-- Begin Data --
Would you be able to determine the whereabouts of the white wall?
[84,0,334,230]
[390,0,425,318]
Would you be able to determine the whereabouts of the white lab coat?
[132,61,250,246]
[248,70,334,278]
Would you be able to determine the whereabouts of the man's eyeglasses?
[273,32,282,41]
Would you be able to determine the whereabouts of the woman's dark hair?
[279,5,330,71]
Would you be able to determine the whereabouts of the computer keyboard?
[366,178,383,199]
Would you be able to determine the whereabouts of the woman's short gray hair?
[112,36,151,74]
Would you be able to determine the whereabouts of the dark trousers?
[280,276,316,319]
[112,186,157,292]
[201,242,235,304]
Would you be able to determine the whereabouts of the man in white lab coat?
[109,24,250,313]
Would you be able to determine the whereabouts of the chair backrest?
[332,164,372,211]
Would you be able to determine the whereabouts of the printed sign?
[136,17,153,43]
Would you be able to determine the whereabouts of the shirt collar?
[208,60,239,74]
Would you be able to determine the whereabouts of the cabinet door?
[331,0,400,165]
-- End Data --
#### Challenge
Convert every line of the entries above into a JSON list of strings, one string per line, skipping any blank lines.

#### Final result
[
  "Would you be able to determine the whereabouts of the white wall?",
  "[84,0,334,230]",
  "[390,0,425,318]",
  "Would you be able to determine the whereabouts of the white lab coat?",
  "[132,61,250,246]",
  "[248,70,334,278]",
  "Would you be able to determine the whereabouts of the man's eyeglasses?",
  "[273,32,282,41]",
  "Would you be able to determine the whereabouts of the woman's dark hair?",
  "[279,5,330,71]",
  "Would you be able to determine the whereabouts of the computer keyboard?",
  "[366,178,383,199]",
  "Would you be able to determine the whereabouts of the woman's short gray hair?",
  "[112,36,151,74]",
  "Would you be able to determine the whereabouts of the dark trousers?",
  "[280,276,316,319]",
  "[112,186,157,292]",
  "[201,242,235,304]",
  "Would you be able to determine the whereabouts of the man in white lab coat?",
  "[109,24,250,313]",
  "Would you be able to determine the whereabouts of the chair backrest?",
  "[332,164,372,211]",
  "Would you be able to determine the whereabouts of the printed sign?",
  "[136,17,153,43]",
  "Would you be able to determine the whereabouts of the shirt collar?",
  "[208,60,239,74]",
  "Would you be able to determine the whereabouts of the cabinet door?",
  "[331,0,400,165]"
]